- [Requirement]:
List every line below that contains the string "Target", matching case exactly.

____

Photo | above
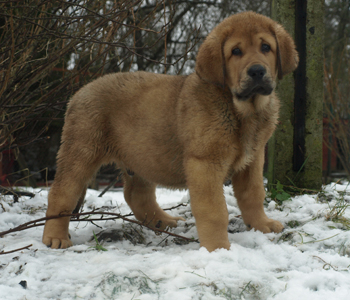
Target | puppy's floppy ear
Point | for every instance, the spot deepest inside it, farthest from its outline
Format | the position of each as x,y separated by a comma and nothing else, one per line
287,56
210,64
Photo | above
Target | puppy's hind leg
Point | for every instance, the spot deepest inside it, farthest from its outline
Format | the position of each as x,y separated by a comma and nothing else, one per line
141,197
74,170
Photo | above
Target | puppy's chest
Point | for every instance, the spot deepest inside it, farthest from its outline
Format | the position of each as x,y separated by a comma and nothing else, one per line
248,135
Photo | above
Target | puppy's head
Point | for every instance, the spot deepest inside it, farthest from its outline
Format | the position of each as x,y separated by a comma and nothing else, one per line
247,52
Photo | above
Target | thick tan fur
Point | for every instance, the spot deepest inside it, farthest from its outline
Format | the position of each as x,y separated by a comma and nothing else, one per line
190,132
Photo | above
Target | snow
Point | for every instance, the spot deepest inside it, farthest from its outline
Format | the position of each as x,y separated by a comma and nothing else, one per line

____

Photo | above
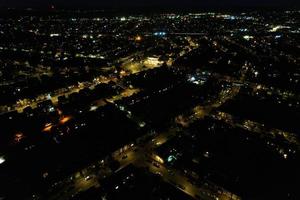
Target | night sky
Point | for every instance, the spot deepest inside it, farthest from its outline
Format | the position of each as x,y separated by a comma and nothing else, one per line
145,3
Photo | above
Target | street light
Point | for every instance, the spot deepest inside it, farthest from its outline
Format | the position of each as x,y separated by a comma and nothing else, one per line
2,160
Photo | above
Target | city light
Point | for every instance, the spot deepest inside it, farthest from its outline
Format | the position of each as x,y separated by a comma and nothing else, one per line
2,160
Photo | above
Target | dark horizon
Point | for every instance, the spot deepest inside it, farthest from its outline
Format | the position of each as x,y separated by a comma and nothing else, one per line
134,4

____

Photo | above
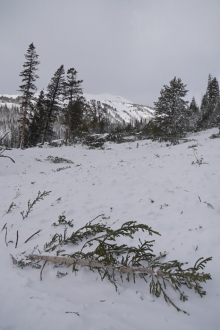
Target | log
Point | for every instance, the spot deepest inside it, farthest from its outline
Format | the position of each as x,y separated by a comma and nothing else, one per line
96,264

____

- [Task response]:
Target | puppy's floppy ear
Target | puppy's hind leg
Target | puppy's chest
Target | puppy's head
Target | thick tan fur
Target | snow
Target | night sky
Target | street light
Target | city light
Target | dark horizon
Target | log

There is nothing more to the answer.